## Task instructions
a) Reproduce the whole George Wyllie biography notice word for word.
b) Pull out every line in the records that contains the string "truck". Case counts.

## Source extract
____
QUESTIONS ABOUT GEORGE WYLLIE ANSWERED IN NEW BIOGRAPHY
He was a constructive disturber of the peace, a raw but highly intelligent artist, a man for all good causes. A new book tells the extraordinary story of one of Scotland’s most celebrated and unusual artists, George Wyllie (1921-2012).
Arrivals and Sailings gives an intimate insight into the sculptor’s life, from humble and happy beginnings in the suburbs of Glasgow through turbulent years in Europe and on the Pacific Ocean with the Royal Navy during WWII.
Though Wyllie spent time drawing, sketching and taking photographs at sea as a young man, he was also an engineer, customs officer, husband and father before he became an artist.
Declaring that it was ‘TIME FOR ART’ in the 1960s, he boldly immersed himself in the art world. His insistence on complete creative freedom and his trademark playfully serious style, marked him out as an artist of note.
____
## Records for this task
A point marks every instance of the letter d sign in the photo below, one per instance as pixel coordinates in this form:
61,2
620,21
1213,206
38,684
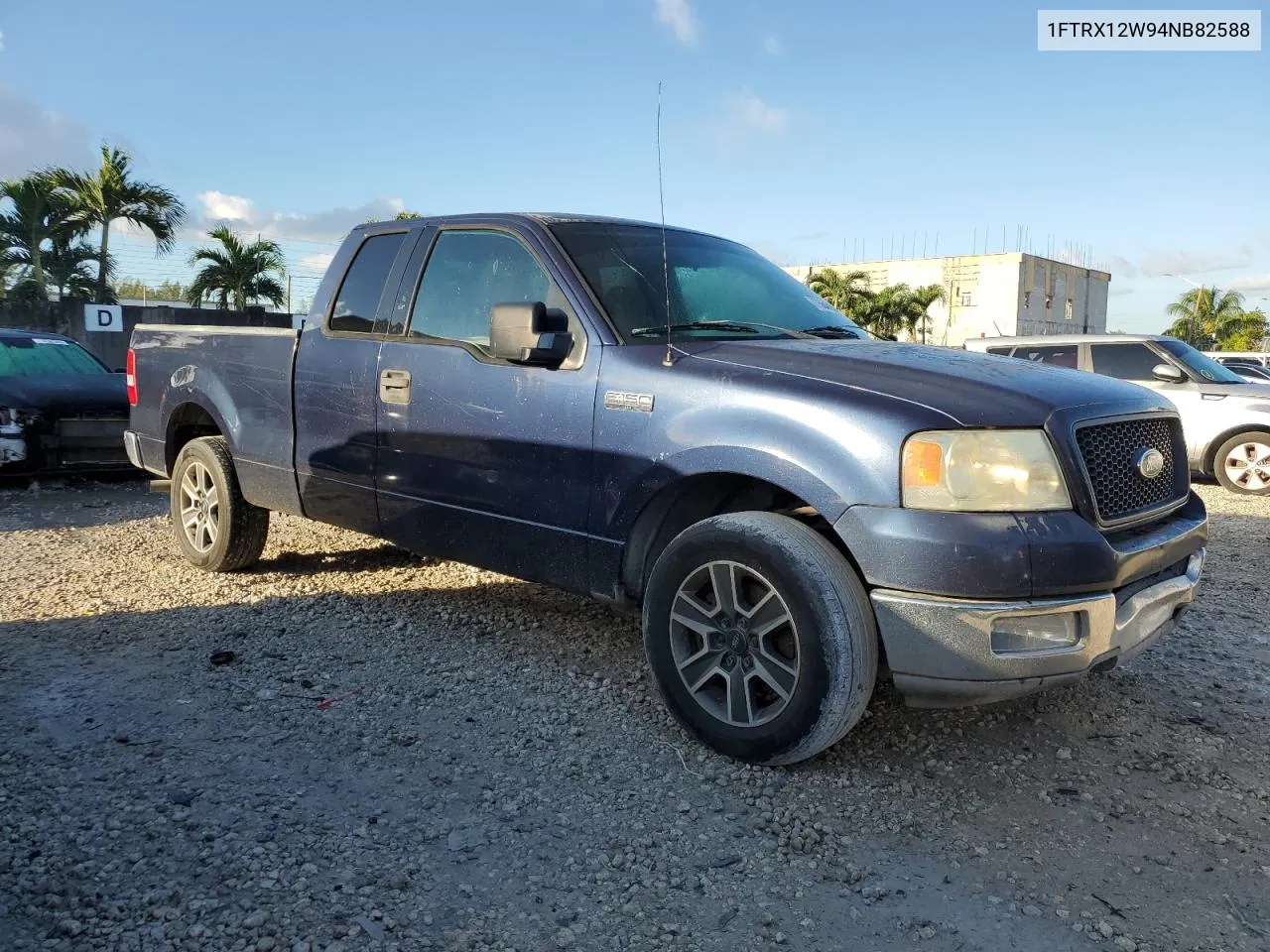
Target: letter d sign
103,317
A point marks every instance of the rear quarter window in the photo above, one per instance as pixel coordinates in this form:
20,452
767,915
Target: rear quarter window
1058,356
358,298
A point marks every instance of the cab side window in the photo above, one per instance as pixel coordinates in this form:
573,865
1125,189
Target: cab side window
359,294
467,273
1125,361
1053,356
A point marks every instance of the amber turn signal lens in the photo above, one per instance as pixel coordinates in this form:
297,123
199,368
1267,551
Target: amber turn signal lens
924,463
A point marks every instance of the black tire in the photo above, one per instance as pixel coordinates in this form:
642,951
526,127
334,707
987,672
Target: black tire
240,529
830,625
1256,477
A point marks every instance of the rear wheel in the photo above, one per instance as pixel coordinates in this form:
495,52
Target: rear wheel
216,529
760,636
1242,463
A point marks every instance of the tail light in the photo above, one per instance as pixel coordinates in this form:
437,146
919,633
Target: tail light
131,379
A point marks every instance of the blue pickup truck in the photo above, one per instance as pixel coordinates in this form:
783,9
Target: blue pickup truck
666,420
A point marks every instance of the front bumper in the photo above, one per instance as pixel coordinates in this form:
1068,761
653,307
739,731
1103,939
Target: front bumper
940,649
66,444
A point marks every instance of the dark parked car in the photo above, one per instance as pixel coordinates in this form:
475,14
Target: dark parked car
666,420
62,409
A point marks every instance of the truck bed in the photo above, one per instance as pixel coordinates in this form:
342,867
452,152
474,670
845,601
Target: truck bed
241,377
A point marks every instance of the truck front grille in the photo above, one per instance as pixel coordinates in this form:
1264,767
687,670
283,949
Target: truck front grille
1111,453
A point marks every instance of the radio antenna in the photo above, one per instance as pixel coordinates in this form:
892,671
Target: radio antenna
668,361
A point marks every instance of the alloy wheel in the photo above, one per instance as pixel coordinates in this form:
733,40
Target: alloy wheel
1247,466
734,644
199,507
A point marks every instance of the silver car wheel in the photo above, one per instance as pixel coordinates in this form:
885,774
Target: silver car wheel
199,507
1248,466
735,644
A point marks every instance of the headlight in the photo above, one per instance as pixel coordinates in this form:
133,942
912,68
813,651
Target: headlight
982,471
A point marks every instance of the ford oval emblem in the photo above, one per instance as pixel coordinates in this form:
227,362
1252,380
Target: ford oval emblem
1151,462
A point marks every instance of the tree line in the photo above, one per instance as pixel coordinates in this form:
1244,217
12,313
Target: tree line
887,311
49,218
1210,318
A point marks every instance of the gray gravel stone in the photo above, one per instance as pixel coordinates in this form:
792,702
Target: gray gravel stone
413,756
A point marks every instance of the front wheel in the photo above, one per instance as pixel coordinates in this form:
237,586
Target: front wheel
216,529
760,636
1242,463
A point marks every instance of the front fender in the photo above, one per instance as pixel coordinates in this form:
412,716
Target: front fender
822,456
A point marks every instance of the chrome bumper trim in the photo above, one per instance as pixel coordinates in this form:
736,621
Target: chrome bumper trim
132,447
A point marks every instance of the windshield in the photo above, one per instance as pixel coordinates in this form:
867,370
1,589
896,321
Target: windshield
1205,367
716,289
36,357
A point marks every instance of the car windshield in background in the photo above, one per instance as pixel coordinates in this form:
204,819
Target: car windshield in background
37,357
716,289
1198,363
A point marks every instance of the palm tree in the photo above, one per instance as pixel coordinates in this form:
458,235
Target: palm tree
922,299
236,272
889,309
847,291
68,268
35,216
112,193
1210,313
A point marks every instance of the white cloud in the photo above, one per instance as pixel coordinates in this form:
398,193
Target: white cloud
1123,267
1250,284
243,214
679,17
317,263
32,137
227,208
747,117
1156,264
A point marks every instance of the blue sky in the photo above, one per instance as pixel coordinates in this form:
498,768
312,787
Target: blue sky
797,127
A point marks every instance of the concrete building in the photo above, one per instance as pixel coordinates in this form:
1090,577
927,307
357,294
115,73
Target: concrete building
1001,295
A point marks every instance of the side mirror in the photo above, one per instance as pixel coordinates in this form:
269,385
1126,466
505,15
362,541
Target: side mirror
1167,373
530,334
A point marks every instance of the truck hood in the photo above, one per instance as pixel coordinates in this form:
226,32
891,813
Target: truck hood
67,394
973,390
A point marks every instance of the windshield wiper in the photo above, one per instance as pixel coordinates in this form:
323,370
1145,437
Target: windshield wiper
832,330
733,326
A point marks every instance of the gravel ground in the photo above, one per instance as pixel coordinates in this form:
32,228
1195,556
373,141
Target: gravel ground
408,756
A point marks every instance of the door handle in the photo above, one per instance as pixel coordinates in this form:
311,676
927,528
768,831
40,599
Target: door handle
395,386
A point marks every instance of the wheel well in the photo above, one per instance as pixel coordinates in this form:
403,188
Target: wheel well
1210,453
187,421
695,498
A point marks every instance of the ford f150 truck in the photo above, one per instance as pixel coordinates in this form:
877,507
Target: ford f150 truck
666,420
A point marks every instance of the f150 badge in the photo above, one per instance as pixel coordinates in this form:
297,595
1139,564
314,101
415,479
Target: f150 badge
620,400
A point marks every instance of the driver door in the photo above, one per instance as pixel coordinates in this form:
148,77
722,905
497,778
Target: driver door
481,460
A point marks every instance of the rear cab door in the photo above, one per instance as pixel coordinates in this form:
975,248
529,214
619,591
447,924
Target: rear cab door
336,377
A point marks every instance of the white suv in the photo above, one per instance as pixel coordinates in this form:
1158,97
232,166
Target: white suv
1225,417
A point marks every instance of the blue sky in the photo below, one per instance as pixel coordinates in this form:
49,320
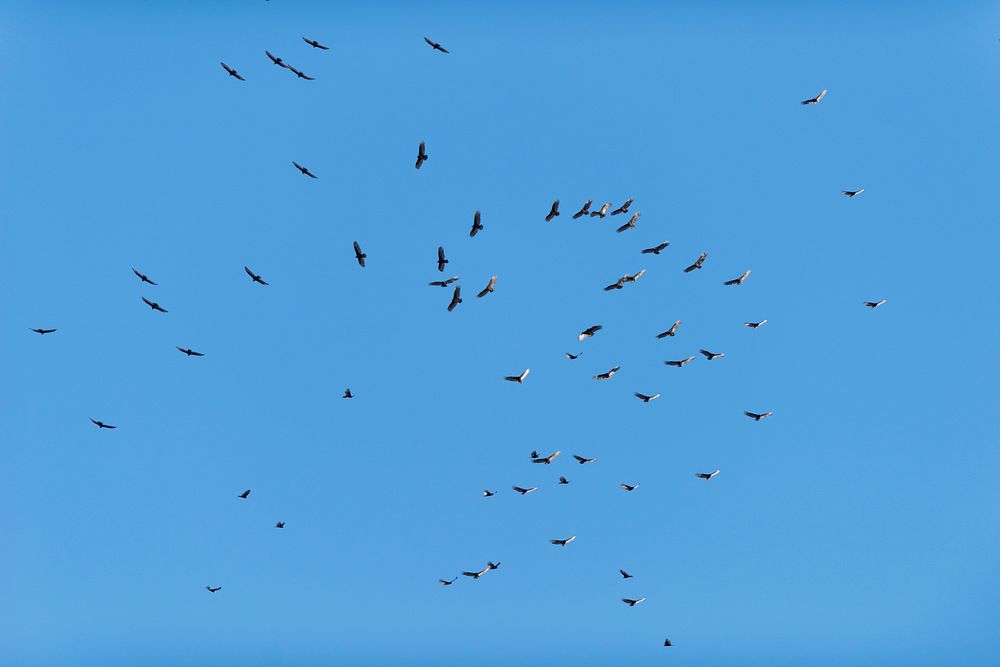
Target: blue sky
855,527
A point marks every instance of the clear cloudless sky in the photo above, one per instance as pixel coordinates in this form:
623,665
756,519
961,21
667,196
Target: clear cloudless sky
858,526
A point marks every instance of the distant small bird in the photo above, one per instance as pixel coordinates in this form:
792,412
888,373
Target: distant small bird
____
## Task-by-task solutions
a)
QUESTIONS ABOUT GEORGE WYLLIE ANSWERED IN NEW BIOGRAPHY
He was a constructive disturber of the peace, a raw but highly intelligent artist, a man for all good causes. A new book tells the extraordinary story of one of Scotland’s most celebrated and unusual artists, George Wyllie (1921-2012).
Arrivals and Sailings gives an intimate insight into the sculptor’s life, from humble and happy beginnings in the suburbs of Glasgow through turbulent years in Europe and on the Pacific Ocean with the Royal Navy during WWII.
Though Wyllie spent time drawing, sketching and taking photographs at sea as a young man, he was also an engineer, customs officer, husband and father before he became an artist.
Declaring that it was ‘TIME FOR ART’ in the 1960s, he boldly immersed himself in the art world. His insistence on complete creative freedom and his trademark playfully serious style, marked him out as an artist of note.

b)
A point marks every instance of the blue pickup truck in the photo above, one per instance as pixel coordinates in this form:
Target: blue pickup truck
A point marks every instance of the truck bed in the photo above, one per instance as pixel coordinates in this form:
Target: truck bed
A point marks every instance of the truck front grille in the photo above, one per instance as pixel coordinates in this form:
Target: truck front grille
A point marks every instance of the truck hood in the photo above, one per instance as pixel coordinates in this form:
Target: truck hood
A point marks every instance of the ford f150 truck in the photo above, one per instance as pixel coordinates in this form:
Target: ford f150 truck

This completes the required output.